### TASK STATEMENT
Give as output the line that contains "Practice. Spot the undermount", followed by every remaining line of the entries, unchanged and with nothing added.

### GIVEN DATA

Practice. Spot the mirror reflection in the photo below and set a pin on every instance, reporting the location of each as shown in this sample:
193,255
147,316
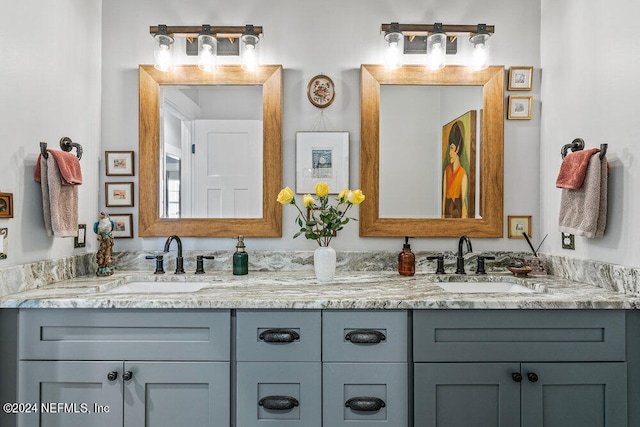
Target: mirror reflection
433,132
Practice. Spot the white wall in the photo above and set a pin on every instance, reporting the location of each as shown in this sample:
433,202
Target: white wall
49,88
333,37
590,68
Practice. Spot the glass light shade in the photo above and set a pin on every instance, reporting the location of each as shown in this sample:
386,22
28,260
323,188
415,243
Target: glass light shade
481,52
394,50
163,52
250,52
207,52
436,51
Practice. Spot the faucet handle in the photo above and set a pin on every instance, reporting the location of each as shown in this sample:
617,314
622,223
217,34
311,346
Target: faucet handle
481,259
439,263
159,266
200,263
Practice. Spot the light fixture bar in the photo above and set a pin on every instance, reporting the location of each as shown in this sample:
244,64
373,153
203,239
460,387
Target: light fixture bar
426,29
217,31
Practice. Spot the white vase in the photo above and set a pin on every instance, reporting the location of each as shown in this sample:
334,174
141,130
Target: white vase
324,263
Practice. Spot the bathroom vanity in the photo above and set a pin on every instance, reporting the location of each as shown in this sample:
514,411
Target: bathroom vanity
372,348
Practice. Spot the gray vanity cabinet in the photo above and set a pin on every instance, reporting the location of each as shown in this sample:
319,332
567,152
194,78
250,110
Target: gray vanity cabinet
520,368
125,367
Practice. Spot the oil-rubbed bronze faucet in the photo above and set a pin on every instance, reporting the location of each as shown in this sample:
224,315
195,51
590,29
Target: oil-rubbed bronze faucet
460,258
179,259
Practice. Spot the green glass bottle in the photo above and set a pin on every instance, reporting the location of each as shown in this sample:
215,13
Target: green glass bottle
240,259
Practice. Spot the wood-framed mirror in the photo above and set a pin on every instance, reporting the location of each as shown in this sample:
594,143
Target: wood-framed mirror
150,221
487,220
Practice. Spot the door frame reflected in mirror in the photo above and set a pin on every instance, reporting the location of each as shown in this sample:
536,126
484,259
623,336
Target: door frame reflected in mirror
491,175
149,222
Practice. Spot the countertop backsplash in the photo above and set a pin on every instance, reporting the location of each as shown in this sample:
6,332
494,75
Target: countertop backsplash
34,275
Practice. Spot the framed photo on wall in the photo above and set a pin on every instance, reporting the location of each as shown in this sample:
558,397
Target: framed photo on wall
518,225
520,107
520,78
119,163
123,228
322,157
119,194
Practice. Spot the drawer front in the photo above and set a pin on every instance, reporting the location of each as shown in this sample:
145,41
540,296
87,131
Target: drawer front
518,335
79,334
362,393
272,392
273,336
364,336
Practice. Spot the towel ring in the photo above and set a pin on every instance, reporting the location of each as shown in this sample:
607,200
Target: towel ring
66,144
578,144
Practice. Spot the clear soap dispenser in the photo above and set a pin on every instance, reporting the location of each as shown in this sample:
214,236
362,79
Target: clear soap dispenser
240,259
406,260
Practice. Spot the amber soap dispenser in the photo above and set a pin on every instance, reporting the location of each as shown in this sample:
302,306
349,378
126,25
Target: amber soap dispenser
406,260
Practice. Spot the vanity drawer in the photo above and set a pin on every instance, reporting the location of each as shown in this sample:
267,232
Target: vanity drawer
279,335
363,393
285,392
518,335
101,334
364,336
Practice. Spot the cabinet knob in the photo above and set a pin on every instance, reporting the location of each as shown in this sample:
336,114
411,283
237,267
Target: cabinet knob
278,403
279,335
369,404
365,336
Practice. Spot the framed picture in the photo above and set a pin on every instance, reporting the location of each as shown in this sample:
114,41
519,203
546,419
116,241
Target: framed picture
6,205
520,78
81,238
321,91
4,242
322,157
519,225
119,194
459,167
123,226
119,163
520,107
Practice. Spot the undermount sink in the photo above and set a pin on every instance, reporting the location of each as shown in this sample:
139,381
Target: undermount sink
156,287
486,287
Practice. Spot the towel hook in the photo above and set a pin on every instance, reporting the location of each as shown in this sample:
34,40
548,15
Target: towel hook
578,144
66,144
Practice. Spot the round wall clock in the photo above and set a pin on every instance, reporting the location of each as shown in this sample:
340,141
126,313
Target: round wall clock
321,91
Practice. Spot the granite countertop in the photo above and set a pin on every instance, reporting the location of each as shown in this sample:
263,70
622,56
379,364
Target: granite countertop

### EXERCISE OUTPUT
Practice. Spot the undermount sink in the photo above and set a pin on every instance, reporting the location of each as shown in this sample:
139,381
Target: undermount sink
156,287
486,287
Practice. Spot the towel hook in the photo above and set a pin on every instance, reporting the location of each as shown in this sample:
34,40
548,15
Target: towel hook
578,144
66,144
Practice. Spot the round wall clock in the photo above and set a pin on every instance, reporting the location of each as shown in this sample:
340,141
126,313
Target: round wall clock
321,91
Practice. Spot the granite countertop in the photo above and set a pin on every instance, reporting the location of each as shown in this sample:
263,70
622,56
379,364
Target: granite countertop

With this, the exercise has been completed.